_DIRECTIONS_:
Set down, in full, every record in the block.

----------

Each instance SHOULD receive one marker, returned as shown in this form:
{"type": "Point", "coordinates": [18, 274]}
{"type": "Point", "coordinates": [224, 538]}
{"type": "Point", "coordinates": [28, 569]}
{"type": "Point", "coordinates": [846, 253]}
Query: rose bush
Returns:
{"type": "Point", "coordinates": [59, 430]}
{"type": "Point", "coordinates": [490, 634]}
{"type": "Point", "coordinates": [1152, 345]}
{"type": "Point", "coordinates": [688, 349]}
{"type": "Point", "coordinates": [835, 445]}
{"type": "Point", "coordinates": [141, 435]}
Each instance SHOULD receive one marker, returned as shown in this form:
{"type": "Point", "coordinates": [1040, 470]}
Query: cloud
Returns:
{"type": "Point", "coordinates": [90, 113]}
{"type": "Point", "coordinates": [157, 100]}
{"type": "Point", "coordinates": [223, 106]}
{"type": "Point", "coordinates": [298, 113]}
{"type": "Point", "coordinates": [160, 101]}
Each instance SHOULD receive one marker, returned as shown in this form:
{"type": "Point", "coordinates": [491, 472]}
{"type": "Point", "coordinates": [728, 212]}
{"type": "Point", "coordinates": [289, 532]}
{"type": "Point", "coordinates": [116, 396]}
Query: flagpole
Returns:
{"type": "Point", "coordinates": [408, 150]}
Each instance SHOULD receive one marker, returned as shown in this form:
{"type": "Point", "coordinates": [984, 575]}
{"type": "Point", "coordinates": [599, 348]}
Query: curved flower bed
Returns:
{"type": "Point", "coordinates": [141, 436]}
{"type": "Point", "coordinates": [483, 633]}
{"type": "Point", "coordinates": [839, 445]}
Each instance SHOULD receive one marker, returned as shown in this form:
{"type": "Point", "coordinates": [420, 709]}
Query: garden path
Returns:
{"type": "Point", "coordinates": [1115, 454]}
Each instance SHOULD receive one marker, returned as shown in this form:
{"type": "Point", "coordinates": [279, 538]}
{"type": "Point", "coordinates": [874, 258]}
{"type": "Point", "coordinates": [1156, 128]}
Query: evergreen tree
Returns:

----------

_ANSWER AREA_:
Each instance SHOULD receive one marker, returned as shown in this form:
{"type": "Point", "coordinates": [18, 274]}
{"type": "Point", "coordinates": [224, 538]}
{"type": "Point", "coordinates": [28, 569]}
{"type": "Point", "coordinates": [846, 253]}
Query: rose bush
Returns:
{"type": "Point", "coordinates": [59, 430]}
{"type": "Point", "coordinates": [490, 634]}
{"type": "Point", "coordinates": [1152, 345]}
{"type": "Point", "coordinates": [688, 349]}
{"type": "Point", "coordinates": [835, 445]}
{"type": "Point", "coordinates": [141, 435]}
Each instance SHOULD receive one marker, returned as shown in this form:
{"type": "Point", "coordinates": [1040, 470]}
Query: cloud
Returns:
{"type": "Point", "coordinates": [90, 113]}
{"type": "Point", "coordinates": [157, 100]}
{"type": "Point", "coordinates": [223, 106]}
{"type": "Point", "coordinates": [298, 113]}
{"type": "Point", "coordinates": [160, 101]}
Each instance SHOULD receive one marker, returned as shown in this form:
{"type": "Point", "coordinates": [491, 472]}
{"type": "Point", "coordinates": [728, 212]}
{"type": "Point", "coordinates": [289, 532]}
{"type": "Point", "coordinates": [116, 396]}
Query: flagpole
Returns:
{"type": "Point", "coordinates": [408, 150]}
Each instance SHOULD receive one marker, returned as shown in this form:
{"type": "Point", "coordinates": [984, 575]}
{"type": "Point", "coordinates": [599, 348]}
Query: curved flower bed
Returns:
{"type": "Point", "coordinates": [141, 436]}
{"type": "Point", "coordinates": [483, 633]}
{"type": "Point", "coordinates": [839, 445]}
Each instance SHOULD receive one marker, returned as shown in this form:
{"type": "Point", "coordinates": [420, 709]}
Query: garden path
Returns:
{"type": "Point", "coordinates": [1115, 454]}
Each instance SHOULD receive one marker, returned as shown in this form:
{"type": "Point", "coordinates": [279, 538]}
{"type": "Point", "coordinates": [874, 258]}
{"type": "Point", "coordinates": [1156, 128]}
Query: evergreen tree
Returns:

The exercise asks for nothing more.